**Exercise brief:**
Copy each of the entries below faithfully, setting aside any pictures.

**Records supplied:**

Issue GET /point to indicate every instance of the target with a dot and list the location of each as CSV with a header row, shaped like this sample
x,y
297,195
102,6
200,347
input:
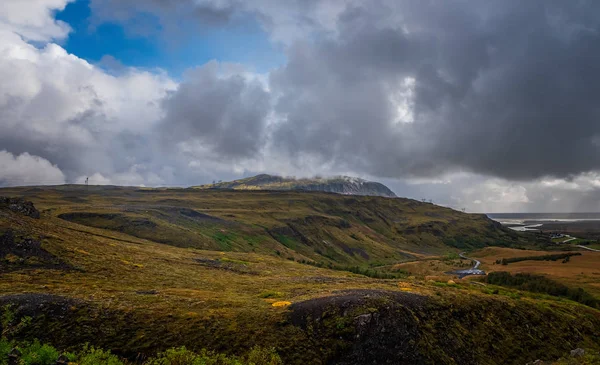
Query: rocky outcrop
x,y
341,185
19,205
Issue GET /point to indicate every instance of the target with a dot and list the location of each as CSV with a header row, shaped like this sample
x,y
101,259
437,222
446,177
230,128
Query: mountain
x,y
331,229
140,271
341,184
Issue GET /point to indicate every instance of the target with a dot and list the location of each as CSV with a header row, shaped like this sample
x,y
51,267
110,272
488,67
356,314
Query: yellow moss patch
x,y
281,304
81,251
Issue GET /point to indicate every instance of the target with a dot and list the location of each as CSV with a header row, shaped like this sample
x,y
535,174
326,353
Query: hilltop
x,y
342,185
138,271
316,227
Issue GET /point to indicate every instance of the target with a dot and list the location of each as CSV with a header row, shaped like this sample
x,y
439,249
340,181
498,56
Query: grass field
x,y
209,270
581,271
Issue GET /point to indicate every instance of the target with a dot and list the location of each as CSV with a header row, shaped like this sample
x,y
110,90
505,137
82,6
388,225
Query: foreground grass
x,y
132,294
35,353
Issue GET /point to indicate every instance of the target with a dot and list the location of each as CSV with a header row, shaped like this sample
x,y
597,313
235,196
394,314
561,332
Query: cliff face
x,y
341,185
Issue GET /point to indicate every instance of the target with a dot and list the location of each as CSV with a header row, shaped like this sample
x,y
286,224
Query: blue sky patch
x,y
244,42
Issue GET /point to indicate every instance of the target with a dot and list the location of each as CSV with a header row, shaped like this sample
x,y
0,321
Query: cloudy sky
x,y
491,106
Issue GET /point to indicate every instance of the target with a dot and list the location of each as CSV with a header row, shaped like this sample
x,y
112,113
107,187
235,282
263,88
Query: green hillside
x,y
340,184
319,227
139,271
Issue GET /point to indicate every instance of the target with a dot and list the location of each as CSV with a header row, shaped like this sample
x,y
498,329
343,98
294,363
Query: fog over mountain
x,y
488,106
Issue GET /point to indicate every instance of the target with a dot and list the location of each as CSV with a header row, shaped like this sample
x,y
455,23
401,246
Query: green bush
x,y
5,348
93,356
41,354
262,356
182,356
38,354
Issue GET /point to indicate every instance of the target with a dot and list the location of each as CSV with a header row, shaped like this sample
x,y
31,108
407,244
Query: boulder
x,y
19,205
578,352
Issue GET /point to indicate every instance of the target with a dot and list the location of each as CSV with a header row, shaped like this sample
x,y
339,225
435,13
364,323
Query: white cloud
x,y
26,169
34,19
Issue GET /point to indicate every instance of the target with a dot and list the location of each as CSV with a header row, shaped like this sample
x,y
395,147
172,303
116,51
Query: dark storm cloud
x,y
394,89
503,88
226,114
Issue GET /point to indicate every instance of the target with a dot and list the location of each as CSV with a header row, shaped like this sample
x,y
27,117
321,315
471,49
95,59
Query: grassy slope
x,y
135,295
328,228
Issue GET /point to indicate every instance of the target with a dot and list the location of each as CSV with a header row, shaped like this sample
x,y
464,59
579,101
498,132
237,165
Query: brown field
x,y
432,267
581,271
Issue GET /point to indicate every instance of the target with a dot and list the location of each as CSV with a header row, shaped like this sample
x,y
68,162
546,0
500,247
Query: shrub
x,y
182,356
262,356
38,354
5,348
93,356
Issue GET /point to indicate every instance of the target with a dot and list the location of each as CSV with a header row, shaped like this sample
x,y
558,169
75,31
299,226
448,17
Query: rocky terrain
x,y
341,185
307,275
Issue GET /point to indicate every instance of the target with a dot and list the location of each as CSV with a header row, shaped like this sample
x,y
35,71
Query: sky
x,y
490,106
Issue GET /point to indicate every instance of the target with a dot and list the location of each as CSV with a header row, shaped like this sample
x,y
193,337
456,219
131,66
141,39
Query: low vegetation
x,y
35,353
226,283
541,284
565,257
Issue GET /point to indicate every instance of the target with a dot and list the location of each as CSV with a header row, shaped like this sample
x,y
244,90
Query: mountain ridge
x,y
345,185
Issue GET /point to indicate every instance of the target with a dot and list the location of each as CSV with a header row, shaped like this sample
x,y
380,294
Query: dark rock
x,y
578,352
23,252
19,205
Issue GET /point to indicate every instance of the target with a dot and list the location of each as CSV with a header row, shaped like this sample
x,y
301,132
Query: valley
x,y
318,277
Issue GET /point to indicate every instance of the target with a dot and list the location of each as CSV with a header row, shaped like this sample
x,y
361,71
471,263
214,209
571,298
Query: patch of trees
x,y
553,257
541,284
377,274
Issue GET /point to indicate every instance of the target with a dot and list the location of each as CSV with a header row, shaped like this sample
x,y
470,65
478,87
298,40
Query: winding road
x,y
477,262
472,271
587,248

**Response to the exercise:**
Issue GET /point to indicate every instance of the target with a dot and list the location of each as CSV with a header row, shaped like this sample
x,y
297,195
102,6
200,347
input:
Query: rocky outcrop
x,y
341,185
19,205
Issue GET /point to indicate every instance of the target with a dot and list the location of each as CSV with a header row, shaped like this sample
x,y
101,259
437,222
446,177
230,128
Query: mountain
x,y
331,229
140,271
341,184
Issue GET /point to indicate every instance of the target with a dot and list the location of each as CSV with a header row, shaped like this sample
x,y
51,267
110,272
488,67
356,314
Query: yellow moss patch
x,y
281,304
81,251
Issue GET /point to indicate every instance of the target with a dot and list the location of each as CSV with a header row, shaped like this sample
x,y
535,174
326,353
Query: hilltop
x,y
342,185
138,271
316,227
Issue GET /point to indicate every instance of the target with a dot and list the location of each as CSV with a header row, shaped like this sample
x,y
439,249
340,181
498,56
Query: grass field
x,y
209,270
581,271
Issue GET /point to indicate every instance of the target with a dot and list the location of each as CSV with a header row, shaped like this sample
x,y
110,90
505,137
82,6
388,225
Query: foreground grass
x,y
132,294
35,353
Issue GET /point to indicate every instance of the target with a dot and list the location of each as CSV with a header row, shaped like this sample
x,y
597,313
235,196
394,314
561,332
Query: cliff face
x,y
341,185
Issue GET /point to indicate every instance of the target with a dot and list the location of each as CSV with a header row, shaped like this sample
x,y
286,224
Query: blue sky patch
x,y
244,42
Issue GET /point to indicate every instance of the target with a dot and list the location of each as CSV with a header row, shaped like this sample
x,y
0,321
Query: cloudy sky
x,y
491,106
Issue GET /point to indicate every instance of the target with a dot and list the location of each as CSV with a header row, shaped like this sample
x,y
112,113
107,187
235,282
263,88
Query: green hillside
x,y
340,184
319,227
139,271
Issue GET /point to indicate every instance of the target with a dot and list the location of each as CSV with a header row, shaped like this sample
x,y
498,329
343,98
294,363
Query: fog over mountain
x,y
488,106
Issue GET /point to indicate every instance of the target with a dot and list the location of each as CSV with a header row, shaped like this sample
x,y
455,23
401,246
Query: green bush
x,y
5,348
93,356
41,354
262,356
182,356
38,354
Issue GET /point to indicate every instance of the target with a dot and list the location of each as CSV with a header row, shaped like this sample
x,y
31,108
407,244
Query: boulder
x,y
19,205
578,352
Issue GET /point to indicate every instance of the target with a dot and list the location of each as CSV with a header row, shaped like this sample
x,y
339,225
435,13
364,323
Query: white cloud
x,y
26,169
34,19
Issue GET /point to indicate every instance of the target with a dot and list the location of each as CSV with a header row, shaped like this sample
x,y
395,147
172,303
116,51
Query: dark storm cloud
x,y
394,89
503,88
226,114
Issue GET /point to indicate every instance of the target with a dot and list the location of each as CSV with a header row, shaped like this sample
x,y
27,117
321,315
471,49
95,59
Query: grassy slope
x,y
135,295
328,228
Issue GET /point to indicate every instance of the target with a dot and list the location of each as CSV with a header row, shaped like this sample
x,y
464,59
579,101
498,132
237,165
Query: brown field
x,y
432,267
581,271
Issue GET /point to indicate every instance of the target with a dot and list the location of each as CSV with a header row, shaped like this sample
x,y
68,162
546,0
500,247
Query: shrub
x,y
182,356
262,356
38,354
5,348
93,356
Issue GET /point to indicate every instance of the target with a dot and list the location of each as CSV with a header row, shaped like this sample
x,y
558,169
75,31
299,226
448,17
Query: rocky terrain
x,y
341,185
307,275
Issue GET /point to indicate every instance of the target with a dot and list the location of each as CSV with a header row, shaped like this sample
x,y
35,71
Query: sky
x,y
490,106
Issue GET /point to indicate every instance of the target with a dot and list the location of each as CSV with a header row, shaped like this sample
x,y
193,337
456,219
131,66
141,39
Query: low vegetation
x,y
35,353
226,283
541,284
565,257
Issue GET /point to indicate every instance of the target with a dot and list the location of each as CSV with a header row, shaped like this sample
x,y
244,90
Query: mountain ridge
x,y
345,185
Issue GET /point to indicate every instance of the target with a dot and list the location of each as CSV with a header row, shaped like this sample
x,y
380,294
Query: dark rock
x,y
578,352
23,252
19,205
Issue GET /point to indicate every instance of the target with a dot and list the location of each as CSV with a header row, shaped like this sample
x,y
301,132
Query: valley
x,y
318,277
Issue GET /point to indicate every instance of the target with a dot and list the location of each as CSV with a header row, shaped like this sample
x,y
361,71
471,263
214,209
571,298
Query: patch of trees
x,y
553,257
541,284
377,274
Issue GET /point to indicate every instance of the target with a dot and list the location of each as CSV with a header row, shaped like this sample
x,y
470,65
478,87
298,40
Query: winding road
x,y
477,262
472,271
587,248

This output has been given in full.